Excerpts from a dataset
- Opening Delimiter -
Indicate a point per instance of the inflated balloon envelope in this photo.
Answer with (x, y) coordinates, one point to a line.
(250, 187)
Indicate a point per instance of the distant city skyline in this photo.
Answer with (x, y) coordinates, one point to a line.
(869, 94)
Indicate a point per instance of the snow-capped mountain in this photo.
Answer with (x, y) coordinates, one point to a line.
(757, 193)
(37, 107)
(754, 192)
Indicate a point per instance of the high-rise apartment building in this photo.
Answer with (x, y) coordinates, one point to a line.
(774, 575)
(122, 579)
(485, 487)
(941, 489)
- Closing Delimiter -
## WHAT NEEDS TO BE DONE
Every single entry is to be retyped exactly.

## OUTPUT BELOW
Indicate a point per instance of the inflated balloon envelope in this photo.
Answer with (x, y) coordinates, one point to a line.
(250, 187)
Indicate a point per instance of the distant city skyline in this photo.
Answer with (x, y) coordinates, one point to a line.
(869, 94)
Indicate a point per instance of the snow-capped mountain in this photo.
Answer with (x, y) coordinates, one point to a line.
(757, 193)
(37, 107)
(754, 192)
Indicate a point per instance of the high-rise apartment building in this photo.
Answer with (x, y) coordinates, one point to a line.
(774, 575)
(122, 579)
(485, 487)
(941, 489)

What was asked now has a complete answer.